*** Opening Dataset excerpts ***

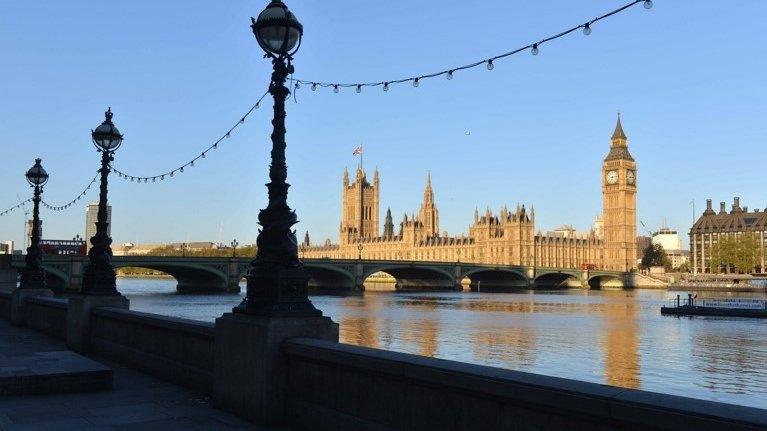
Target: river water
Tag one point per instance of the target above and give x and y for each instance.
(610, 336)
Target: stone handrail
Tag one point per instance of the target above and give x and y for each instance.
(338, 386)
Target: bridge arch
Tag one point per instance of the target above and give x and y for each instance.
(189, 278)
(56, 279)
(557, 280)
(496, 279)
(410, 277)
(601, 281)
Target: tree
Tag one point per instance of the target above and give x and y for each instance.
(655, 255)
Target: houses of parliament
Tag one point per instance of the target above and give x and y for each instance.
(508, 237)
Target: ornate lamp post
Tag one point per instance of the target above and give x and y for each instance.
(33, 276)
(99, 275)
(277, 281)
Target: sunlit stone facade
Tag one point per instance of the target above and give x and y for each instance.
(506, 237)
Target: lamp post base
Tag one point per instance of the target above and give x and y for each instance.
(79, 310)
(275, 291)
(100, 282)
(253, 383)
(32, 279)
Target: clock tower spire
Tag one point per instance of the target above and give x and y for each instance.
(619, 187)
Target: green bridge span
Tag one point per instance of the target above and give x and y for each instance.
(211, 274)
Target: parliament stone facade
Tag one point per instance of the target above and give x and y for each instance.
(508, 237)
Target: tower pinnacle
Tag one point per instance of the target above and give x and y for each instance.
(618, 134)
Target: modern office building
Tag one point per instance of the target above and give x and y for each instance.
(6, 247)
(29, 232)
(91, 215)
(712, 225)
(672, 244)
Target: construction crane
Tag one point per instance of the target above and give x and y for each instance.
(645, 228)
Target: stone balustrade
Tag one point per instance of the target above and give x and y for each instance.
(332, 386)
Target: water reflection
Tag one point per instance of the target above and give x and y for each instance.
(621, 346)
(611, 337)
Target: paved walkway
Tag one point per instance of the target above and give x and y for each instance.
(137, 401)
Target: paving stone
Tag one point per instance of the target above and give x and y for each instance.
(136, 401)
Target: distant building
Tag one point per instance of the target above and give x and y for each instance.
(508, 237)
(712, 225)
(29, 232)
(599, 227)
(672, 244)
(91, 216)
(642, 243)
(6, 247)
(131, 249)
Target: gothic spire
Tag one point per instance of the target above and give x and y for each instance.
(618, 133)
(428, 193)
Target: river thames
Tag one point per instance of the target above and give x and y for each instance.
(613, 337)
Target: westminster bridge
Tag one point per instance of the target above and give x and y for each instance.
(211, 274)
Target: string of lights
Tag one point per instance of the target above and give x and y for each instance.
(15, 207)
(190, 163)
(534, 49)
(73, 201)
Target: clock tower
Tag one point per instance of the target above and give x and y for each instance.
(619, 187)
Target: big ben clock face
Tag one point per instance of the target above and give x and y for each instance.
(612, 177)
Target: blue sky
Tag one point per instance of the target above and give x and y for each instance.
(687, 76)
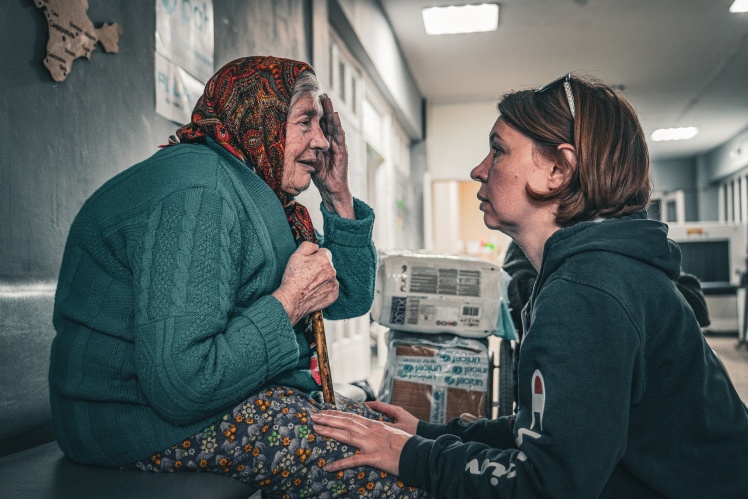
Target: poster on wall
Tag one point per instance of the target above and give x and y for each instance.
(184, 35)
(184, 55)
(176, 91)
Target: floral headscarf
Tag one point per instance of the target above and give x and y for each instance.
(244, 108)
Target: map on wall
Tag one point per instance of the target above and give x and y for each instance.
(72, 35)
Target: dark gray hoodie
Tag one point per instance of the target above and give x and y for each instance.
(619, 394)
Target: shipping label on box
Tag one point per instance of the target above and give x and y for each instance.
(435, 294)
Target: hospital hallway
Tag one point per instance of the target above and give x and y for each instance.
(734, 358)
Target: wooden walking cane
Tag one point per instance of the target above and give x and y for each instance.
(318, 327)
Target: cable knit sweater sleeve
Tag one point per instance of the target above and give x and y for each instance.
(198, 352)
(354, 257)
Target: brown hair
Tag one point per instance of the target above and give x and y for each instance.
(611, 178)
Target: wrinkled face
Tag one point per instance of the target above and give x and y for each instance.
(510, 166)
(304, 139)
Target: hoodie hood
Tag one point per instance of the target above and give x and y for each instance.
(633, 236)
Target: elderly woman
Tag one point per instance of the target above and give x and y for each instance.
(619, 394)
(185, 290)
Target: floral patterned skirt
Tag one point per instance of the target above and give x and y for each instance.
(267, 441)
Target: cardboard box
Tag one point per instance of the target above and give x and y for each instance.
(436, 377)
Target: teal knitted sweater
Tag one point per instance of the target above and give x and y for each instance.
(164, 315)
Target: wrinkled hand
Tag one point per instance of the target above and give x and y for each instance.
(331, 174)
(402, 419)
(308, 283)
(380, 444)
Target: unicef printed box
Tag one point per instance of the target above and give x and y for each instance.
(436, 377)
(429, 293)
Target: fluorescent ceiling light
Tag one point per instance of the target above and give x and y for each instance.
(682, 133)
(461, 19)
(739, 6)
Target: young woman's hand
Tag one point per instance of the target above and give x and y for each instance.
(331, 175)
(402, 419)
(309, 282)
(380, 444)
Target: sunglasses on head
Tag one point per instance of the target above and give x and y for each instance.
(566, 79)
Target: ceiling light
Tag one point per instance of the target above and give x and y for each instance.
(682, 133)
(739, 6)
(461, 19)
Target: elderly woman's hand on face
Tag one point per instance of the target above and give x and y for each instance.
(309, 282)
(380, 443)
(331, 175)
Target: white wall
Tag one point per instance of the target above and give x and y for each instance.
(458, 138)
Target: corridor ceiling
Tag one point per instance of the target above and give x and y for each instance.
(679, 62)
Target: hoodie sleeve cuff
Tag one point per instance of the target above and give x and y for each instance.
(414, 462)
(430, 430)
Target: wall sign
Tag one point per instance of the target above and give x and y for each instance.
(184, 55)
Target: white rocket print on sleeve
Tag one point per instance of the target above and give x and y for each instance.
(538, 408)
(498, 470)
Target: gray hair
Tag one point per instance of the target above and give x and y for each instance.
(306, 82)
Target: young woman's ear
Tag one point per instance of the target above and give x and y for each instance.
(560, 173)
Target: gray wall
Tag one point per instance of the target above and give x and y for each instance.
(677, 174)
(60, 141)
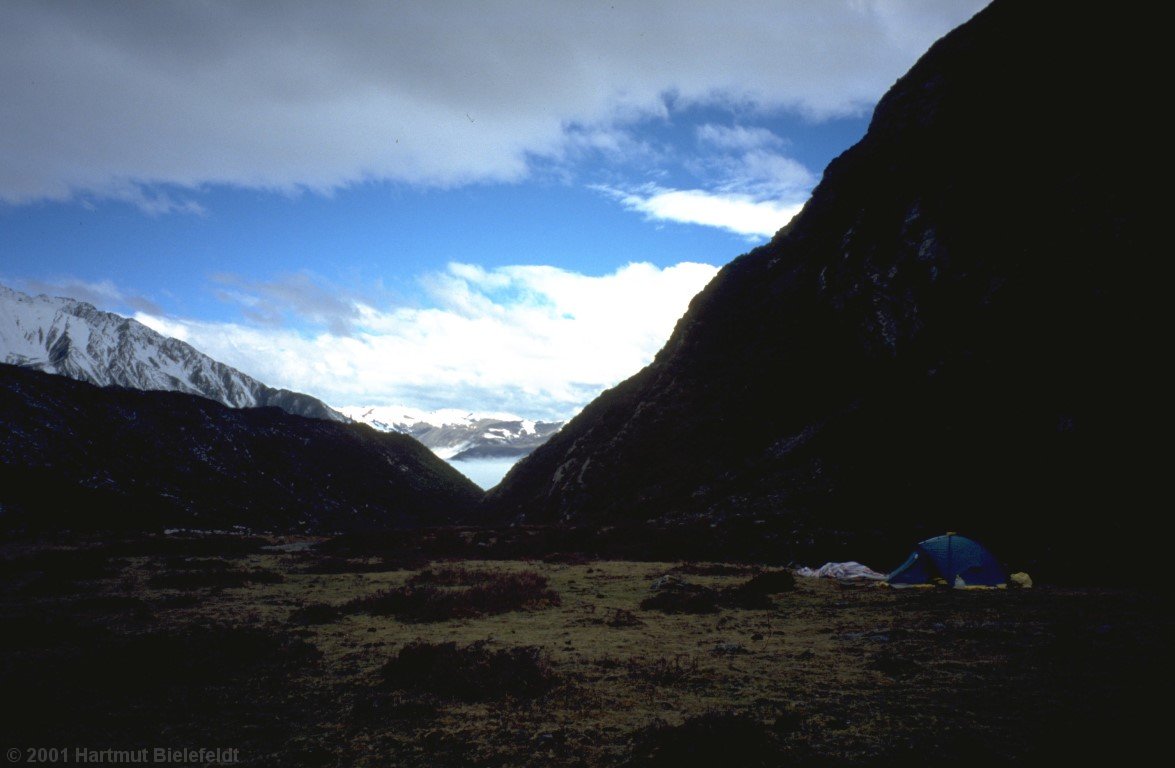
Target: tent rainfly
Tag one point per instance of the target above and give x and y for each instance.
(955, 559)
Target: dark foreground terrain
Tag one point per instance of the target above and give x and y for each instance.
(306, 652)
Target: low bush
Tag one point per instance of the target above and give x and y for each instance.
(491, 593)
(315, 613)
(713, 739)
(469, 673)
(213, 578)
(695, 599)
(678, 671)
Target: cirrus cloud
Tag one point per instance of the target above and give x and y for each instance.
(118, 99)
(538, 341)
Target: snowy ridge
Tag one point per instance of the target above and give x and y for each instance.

*** Closing Dataset excerpts ***

Print every entry verbatim and leave all pictures out.

» Answer to the exercise
Target: river water
Tag one point per instance of the target above and give x and y for each instance.
(610, 336)
Target: stone handrail
Tag one point per instance of the target above and give x and y for each instance.
(338, 386)
Target: bridge arch
Tag one point per instance of the target above and give x and y for each instance.
(189, 278)
(56, 279)
(557, 280)
(496, 279)
(410, 277)
(601, 281)
Target: tree
Tag one point per instance of the target above and give x and y for each instance.
(655, 255)
Target: houses of parliament
Tag one point per instance of the target above and give x and y for each instance.
(508, 237)
Target: ornate lamp post
Tag one point per instance of the target above and give x and y for each instance.
(33, 276)
(99, 275)
(277, 281)
Target: sunlit stone facade
Tag one point per instance of the target above and give x and y for each instance.
(506, 237)
Target: lamp post base
Tag one point per instance of the target above and give x and y for each instance.
(79, 310)
(275, 291)
(100, 282)
(253, 383)
(32, 279)
Target: clock tower spire
Tag one point per instance of the target above and give x and y for each instance.
(619, 187)
Target: green bridge span
Tag one point per instance of the target above and give x and y for each instance.
(211, 274)
Target: parliament stone facade
Tag one point per instance of the target above and give x and y for each instance.
(508, 237)
Target: tower pinnacle
Tag one point per instance of the target above and give x and y for each instance.
(618, 134)
Target: modern office building
Tag one point per instance of the target above and give x and y for each instance.
(6, 247)
(29, 232)
(91, 215)
(712, 225)
(672, 244)
Target: construction crane
Tag one point per instance of the target above and give x and y for each instance.
(645, 228)
Target: stone balustrade
Tag one point per instance of the target above and give x and y for each instance.
(332, 386)
Target: water reflection
Tag one point per instance of the target above and give x and y for each instance.
(621, 346)
(611, 337)
Target: paved walkway
Tag one point per instance of the target above and give x and y for each instance.
(137, 401)
Target: paving stone
Tag one point per instance of the target above and give x and y for each instance.
(136, 401)
Target: distant building
Tag one point per instance of the target above and give x and y for each instance.
(508, 237)
(712, 225)
(29, 232)
(599, 227)
(672, 244)
(91, 216)
(642, 243)
(6, 247)
(131, 249)
Target: gothic spire
Tag one point per instance of the target above and give x and y for each instance.
(618, 133)
(428, 193)
Target: river thames
Tag one point per instance of the target above and give x and y for each instance.
(613, 337)
Target: westminster bridge
Tag one point per instance of the target above and give x and y for each instance.
(211, 274)
Target: string of lights
Tag one point per instance of the target above and give x and y for each instance.
(15, 207)
(190, 163)
(534, 49)
(73, 201)
Target: clock tower
Tag one point per instance of the target above and give x and y for each instance.
(619, 187)
Target: big ben clock face
Tag one point per instance of the target above and give x and y for each instance.
(612, 177)
Target: blue sky
Tag one point per instance of the target above and give x and y for each instance.
(687, 76)
Target: poster on wall
Tag one point per instance of the target above and give x and y for each instance.
(184, 35)
(184, 55)
(176, 91)
Target: floral headscarf
Tag one point per instance of the target above and give x and y for each instance.
(244, 108)
Target: map on wall
Tag one point per instance of the target above and give x and y for each instance.
(72, 35)
Target: dark gray hoodie
Tag one point per instance of the target above and give x and y for each instance.
(619, 394)
Target: shipping label on box
Tag one point per instance of the target above and give x and y for each instance.
(435, 294)
Target: hospital hallway
Tag one point per instance of the target above and give x and y for each instance.
(734, 358)
Target: wooden walking cane
Tag one point per instance of the target above and give x and y for each instance.
(318, 327)
Target: cable knit sweater sleeve
Tag one point per instance of the target above and give x and y for each instance.
(198, 352)
(354, 257)
Target: brown hair
Tag one point per instance of the target above and give x and y for each instance.
(611, 178)
Target: wrinkled face
Tag one point per instance of the target above and give x and y for each instance.
(510, 166)
(304, 139)
Target: hoodie hood
Tag one point per instance of the target above and give x and y for each instance.
(633, 236)
Target: elderly woman
Tag one point per instance of the target above and give x and y for each instance.
(619, 394)
(185, 290)
Target: floral patterned skirt
Tag one point per instance of the target above and give x and y for each instance.
(267, 441)
Target: cardboard box
Tag one point per instance of the target above and give x and y for each instance.
(436, 377)
Target: teal knitted sweater
Tag one point per instance of the target above and give x and y for each instance.
(164, 315)
Target: wrinkled hand
Tag one point per instance of the target above and give x and y for each instance.
(331, 174)
(402, 419)
(308, 283)
(380, 444)
Target: unicef printed box
Tag one point per instance of the target above and give x and y for each instance.
(436, 377)
(429, 293)
Target: fluorescent ceiling light
Tag one point per instance of the target above and give x and y for each instance.
(682, 133)
(461, 19)
(739, 6)
Target: young woman's hand
Tag one point per instance of the target above and give x and y for each instance.
(331, 175)
(402, 419)
(309, 282)
(380, 444)
Target: sunglasses on head
Tag one point per instance of the target above and give x and y for each instance.
(566, 79)
Target: ceiling light
Tag one point per instance of the target above and give x and y for each instance.
(682, 133)
(739, 6)
(461, 19)
Target: elderly woman's hand on face
Tag one point per instance of the target above and give x and y for each instance.
(309, 282)
(380, 443)
(331, 175)
Target: white wall
Tag one point per instance of the target above and give x and y for each instance.
(458, 138)
Target: corridor ceiling
Tag one point per instance of the target above and give x and y for each instance.
(679, 62)
Target: hoodie sleeve cuff
Tag one point per instance of the target above and give x and y for each instance.
(414, 462)
(430, 430)
Target: wall sign
Tag one point per instance of the target above and give x and y for each instance.
(184, 55)
Target: white rocket print on sleeve
Tag one point per instance of the target above and give x and y for each instance.
(538, 408)
(498, 470)
Target: gray hair
Tag one point per instance of the target above and give x and y for each instance.
(306, 82)
Target: young woman's ear
Tag one point per instance of the target above and give x and y for each instance.
(560, 173)
Target: gray wall
Tag one point per instance of the target above and give x and y for each instance.
(677, 174)
(60, 141)
Target: tent rainfly
Tag one point per instance of the target above and give x and y for each instance.
(955, 559)
Target: dark foreground terrain
Tag one point per instance of the target above and give x and y for each instance.
(306, 652)
Target: low bush
Tag one point per instance of the target above and give x and y for each instance.
(491, 593)
(315, 613)
(713, 739)
(469, 673)
(213, 578)
(695, 599)
(678, 671)
Target: cirrus cloud
Tag one point per instance of the target above and give x and y for each instance.
(118, 99)
(538, 341)
Target: snowy ridge
Tag one point per instance of the target above and give x and y for each instance.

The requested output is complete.